Repeat the data below exactly, dropping any pictures it holds.

• **Object position labeling entries**:
- - - - -

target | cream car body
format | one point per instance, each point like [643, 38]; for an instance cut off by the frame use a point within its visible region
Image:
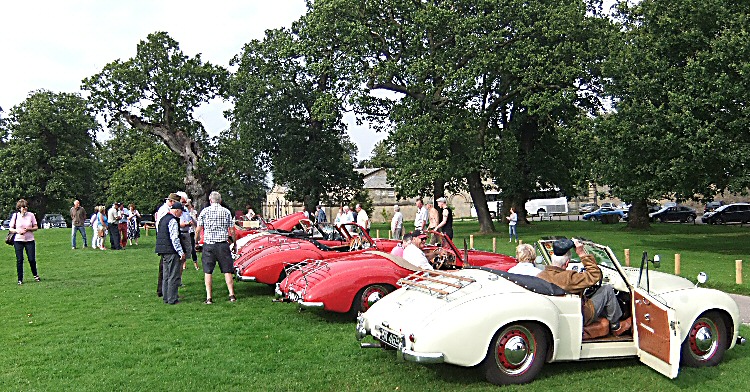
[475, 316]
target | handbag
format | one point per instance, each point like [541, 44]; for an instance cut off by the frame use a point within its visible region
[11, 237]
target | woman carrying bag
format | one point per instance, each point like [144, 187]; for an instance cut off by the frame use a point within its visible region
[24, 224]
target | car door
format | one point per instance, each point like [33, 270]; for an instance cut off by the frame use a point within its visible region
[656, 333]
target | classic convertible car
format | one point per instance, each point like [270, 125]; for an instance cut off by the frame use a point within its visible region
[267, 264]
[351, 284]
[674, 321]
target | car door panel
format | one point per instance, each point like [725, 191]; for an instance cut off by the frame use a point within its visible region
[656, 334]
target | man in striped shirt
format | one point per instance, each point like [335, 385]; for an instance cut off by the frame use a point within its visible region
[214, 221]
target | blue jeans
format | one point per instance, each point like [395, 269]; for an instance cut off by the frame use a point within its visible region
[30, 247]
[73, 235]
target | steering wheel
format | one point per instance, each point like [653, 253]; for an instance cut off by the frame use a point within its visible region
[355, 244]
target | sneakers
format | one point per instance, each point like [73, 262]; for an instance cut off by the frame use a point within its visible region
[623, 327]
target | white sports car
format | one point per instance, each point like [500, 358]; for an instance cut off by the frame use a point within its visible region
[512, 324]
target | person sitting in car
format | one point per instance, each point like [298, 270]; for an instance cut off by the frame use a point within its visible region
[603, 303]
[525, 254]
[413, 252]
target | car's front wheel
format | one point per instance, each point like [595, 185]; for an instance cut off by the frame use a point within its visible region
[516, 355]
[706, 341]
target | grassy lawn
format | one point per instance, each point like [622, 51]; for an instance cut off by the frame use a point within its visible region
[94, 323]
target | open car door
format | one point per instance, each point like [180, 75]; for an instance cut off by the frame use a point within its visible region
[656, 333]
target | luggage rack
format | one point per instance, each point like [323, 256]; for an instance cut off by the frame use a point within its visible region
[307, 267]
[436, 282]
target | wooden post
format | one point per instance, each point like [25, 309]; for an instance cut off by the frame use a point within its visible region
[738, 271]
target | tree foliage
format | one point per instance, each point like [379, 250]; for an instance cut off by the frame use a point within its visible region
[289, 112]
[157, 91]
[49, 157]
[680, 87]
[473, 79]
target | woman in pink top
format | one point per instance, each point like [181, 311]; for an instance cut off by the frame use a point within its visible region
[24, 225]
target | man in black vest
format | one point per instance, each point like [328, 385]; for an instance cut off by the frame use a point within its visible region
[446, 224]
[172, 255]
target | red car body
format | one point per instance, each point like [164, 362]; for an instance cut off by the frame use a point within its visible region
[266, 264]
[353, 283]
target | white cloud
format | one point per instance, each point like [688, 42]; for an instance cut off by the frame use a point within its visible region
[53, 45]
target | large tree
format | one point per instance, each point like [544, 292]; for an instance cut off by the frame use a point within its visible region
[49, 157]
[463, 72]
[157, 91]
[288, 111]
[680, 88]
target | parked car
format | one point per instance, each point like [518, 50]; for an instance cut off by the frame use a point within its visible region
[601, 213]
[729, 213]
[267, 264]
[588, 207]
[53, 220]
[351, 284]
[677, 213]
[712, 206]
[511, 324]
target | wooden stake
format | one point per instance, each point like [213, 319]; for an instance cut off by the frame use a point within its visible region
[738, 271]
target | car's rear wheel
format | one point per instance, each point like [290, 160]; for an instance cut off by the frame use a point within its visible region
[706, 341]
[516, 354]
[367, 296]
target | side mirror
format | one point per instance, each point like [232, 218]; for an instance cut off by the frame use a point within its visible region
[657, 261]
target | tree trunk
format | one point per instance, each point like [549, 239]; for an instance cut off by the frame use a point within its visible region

- - - - -

• **Final result**:
target | cream car body
format | one point per instance, each point like [643, 38]; for an instance cut off by the frame use a point within its visible region
Image:
[475, 316]
target | handbag
format | one point per instance, each point like [541, 44]; for an instance cut off by the frame use a point within its visible region
[11, 237]
target | woman carrying bag
format | one point per instance, each point like [144, 187]; for an instance cut off by the frame use a point within its visible region
[24, 224]
target | car door
format | one point per instance, each point like [33, 270]; for an instance cut off by the frame use a point within its visible region
[656, 333]
target | classic convertible car
format | one point per instance, each point like [270, 125]; for an instance cut off by the frame use a point within its visible region
[267, 264]
[351, 284]
[674, 321]
target | car door panel
format | one point per instance, each point like [725, 191]; for an instance cut off by the frame use a point within its visible region
[656, 334]
target | man in striped shirt
format | one point per instance, each point like [335, 385]; for an instance cut off by the frame use a point within its visible region
[214, 221]
target | blue jeans
format | one point per instance, each point like [395, 269]; for an instance cut off by the frame use a point within its visible region
[30, 247]
[73, 235]
target | steering wheel
format | one point per instance, each point like [653, 253]; for an instance cut off by the frame use a point within its visible region
[355, 244]
target | sneakers
format | one point per instance, each point like [73, 262]; for an instance cut off by the frame use a point within its visible region
[623, 327]
target | white sports car
format | one point per instance, each point like [500, 358]; for an instance cut off by the frame use a point within its visible region
[512, 324]
target | person sitting in car
format | one point per instance, each point like [298, 270]; for an instance cut off by the frame use a point within its visible region
[603, 303]
[525, 254]
[413, 252]
target | car's front wheel
format | one point per instance, each point like [595, 185]; for an instance cut off by the frame use a point within its visible region
[516, 355]
[706, 341]
target | grassy lawn
format | one point per instance, each point like [622, 51]; for an instance cut off by the frame use a point within its visible region
[94, 323]
target | open car door
format | one point per instance, each point like [180, 75]; for an instance cut off by the frame use a point within its visible region
[656, 333]
target | luggage rack
format | one point per instance, each point like [323, 256]; for an instance cut off by the frame use a point within its visible region
[307, 267]
[436, 282]
target | wooden post
format | one point per instance, each point like [25, 309]; for an instance cut off by the frame use a point within its visible region
[738, 271]
target | tree foliage
format | one point per instance, each point like [379, 250]; for an instance cut off by the frame use a point within its visible region
[289, 112]
[157, 91]
[49, 157]
[680, 87]
[473, 79]
target | woman in pink top
format | one point per instance, each point like [181, 311]; for an instance cut off by the frame use a point within its visible region
[24, 225]
target | man in black vest
format | one point per instance, each point like [328, 385]; for an instance cut off by the frame use a point within its visible region
[446, 224]
[172, 255]
target | red car body
format | one point per instance, each point like [164, 362]; for an instance cut off by the frame use a point within its visible region
[266, 264]
[353, 283]
target | white cloud
format | one point per instance, each point like [688, 42]; for an instance cut off by the frame use a point within its visible region
[53, 45]
target | large tree
format | one point per instance, each point like [544, 292]; for an instance cut off by the frame use a point within its visible region
[49, 157]
[463, 72]
[157, 91]
[288, 111]
[680, 88]
target | parked car
format | one point per instance, each point like [518, 50]; for an instance cut off by the frame use a point within its visible region
[601, 213]
[729, 213]
[267, 264]
[588, 207]
[53, 220]
[351, 284]
[677, 213]
[712, 206]
[511, 324]
target | wooden stake
format | one point per instance, each point like [213, 319]; for an instance cut off by the frame use a point within its visible region
[738, 271]
target | car's rear wheel
format | one point per instance, each point like [290, 160]; for an instance cut off by the frame use a point within its visible region
[706, 341]
[516, 354]
[367, 296]
target | side mirror
format | one point per instance, each point like [232, 218]; for an instance cut off by the frame use a point within its visible region
[657, 261]
target | tree trunk
format | one point per instance, each point like [549, 239]; for an instance cut off by the frame use a point within its visible region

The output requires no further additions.